*To do*. Reproduce the listing verbatim.

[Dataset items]

⁂

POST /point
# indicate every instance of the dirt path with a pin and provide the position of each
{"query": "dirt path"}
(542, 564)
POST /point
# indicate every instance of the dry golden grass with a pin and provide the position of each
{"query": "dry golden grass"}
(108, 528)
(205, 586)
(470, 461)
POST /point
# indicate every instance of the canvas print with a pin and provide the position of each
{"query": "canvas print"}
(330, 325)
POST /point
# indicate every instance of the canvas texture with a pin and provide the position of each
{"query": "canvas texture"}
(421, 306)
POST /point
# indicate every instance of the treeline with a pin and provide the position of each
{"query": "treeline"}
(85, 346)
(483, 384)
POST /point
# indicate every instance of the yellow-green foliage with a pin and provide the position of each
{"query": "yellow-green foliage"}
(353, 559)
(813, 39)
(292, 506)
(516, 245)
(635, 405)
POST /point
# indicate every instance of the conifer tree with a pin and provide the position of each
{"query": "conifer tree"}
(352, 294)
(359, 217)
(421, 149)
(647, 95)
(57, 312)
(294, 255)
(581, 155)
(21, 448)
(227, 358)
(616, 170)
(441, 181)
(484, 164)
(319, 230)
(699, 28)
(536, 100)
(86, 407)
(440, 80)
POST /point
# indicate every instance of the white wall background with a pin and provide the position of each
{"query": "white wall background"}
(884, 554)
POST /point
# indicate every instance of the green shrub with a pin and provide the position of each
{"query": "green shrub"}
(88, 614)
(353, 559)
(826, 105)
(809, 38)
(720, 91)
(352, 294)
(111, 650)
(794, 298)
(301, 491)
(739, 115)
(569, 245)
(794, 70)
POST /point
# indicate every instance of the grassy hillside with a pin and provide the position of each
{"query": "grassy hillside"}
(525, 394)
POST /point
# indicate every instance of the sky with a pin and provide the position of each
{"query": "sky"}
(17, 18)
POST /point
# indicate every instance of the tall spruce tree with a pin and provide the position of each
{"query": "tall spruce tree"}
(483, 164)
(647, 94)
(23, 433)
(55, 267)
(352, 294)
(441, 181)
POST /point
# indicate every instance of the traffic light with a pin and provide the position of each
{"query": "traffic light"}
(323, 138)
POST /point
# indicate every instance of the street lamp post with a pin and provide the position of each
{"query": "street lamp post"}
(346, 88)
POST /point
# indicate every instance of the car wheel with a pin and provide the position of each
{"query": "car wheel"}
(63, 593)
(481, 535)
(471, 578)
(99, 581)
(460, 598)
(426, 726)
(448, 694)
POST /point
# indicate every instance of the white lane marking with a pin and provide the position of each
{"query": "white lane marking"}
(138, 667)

⁂

*Expected output*.
POST /point
# indicate every instance of the dirt path with a pin and provide the position of each
{"query": "dirt path"}
(542, 564)
POST /point
# indicate every instance of the dry golden grass with a pin and provide the position of each
{"query": "dry golden grass"}
(108, 528)
(205, 586)
(470, 461)
POST /point
# indicate every instance of the canvas print with a pin and provide the position of each
{"query": "canvas print"}
(330, 325)
POST /point
# indicate every instance of the canvas texture with a pin and provide the position of each
{"query": "canvas texture"}
(421, 306)
POST /point
# indicate every instance of the treeline with a pin and provide the position of each
{"query": "treeline"}
(85, 346)
(483, 384)
POST /point
# indicate every instance of the yellow-green foliage with a pin and provide the position of each
{"query": "yellow-green foliage"}
(353, 559)
(813, 39)
(292, 506)
(516, 245)
(635, 405)
POST /point
# indicate every instance of the conifer tree with a pin and provide the position of each
{"query": "conifer tree"}
(352, 294)
(359, 217)
(421, 149)
(647, 95)
(57, 312)
(294, 255)
(581, 155)
(21, 448)
(227, 358)
(616, 170)
(441, 181)
(484, 164)
(319, 230)
(699, 28)
(536, 100)
(86, 407)
(440, 80)
POST /point
# indicate every instance of the white wall background with a pin and provide the position of each
{"query": "white wall background"}
(884, 554)
POST /point
# indicate every instance of the green shrub with a pin and provide the position of each
{"query": "green shrub"}
(88, 614)
(353, 559)
(826, 105)
(809, 38)
(720, 91)
(352, 294)
(111, 650)
(794, 298)
(301, 491)
(739, 115)
(569, 245)
(794, 70)
POST /point
# indicate every instance of the grassy hillside with a pin and provide the position of each
{"query": "grassy hillside"}
(525, 394)
POST /point
# indicate every instance of the sky with a pin and provide the position of each
{"query": "sky"}
(17, 18)
POST /point
# indicate every instance of the tall spruce tree with a pin and provide the position of each
{"query": "tall spruce tree"}
(483, 164)
(647, 94)
(23, 433)
(55, 267)
(352, 294)
(441, 181)
POST /point
# indicate every instance of the traffic light with a pin and provide the position of each
{"query": "traffic light"}
(323, 138)
POST /point
# indicate every instance of the street lamp post with a pin and provide the position of each
{"query": "street lamp post"}
(346, 88)
POST /point
# indicate every instance of the car wheel with a pin and provide the position of each
{"query": "car wheel"}
(63, 593)
(481, 535)
(471, 578)
(99, 581)
(460, 598)
(426, 726)
(448, 694)
POST /point
# indicate every instance of the white lane marking with a pin and provide the position of each
{"query": "white lane marking"}
(138, 667)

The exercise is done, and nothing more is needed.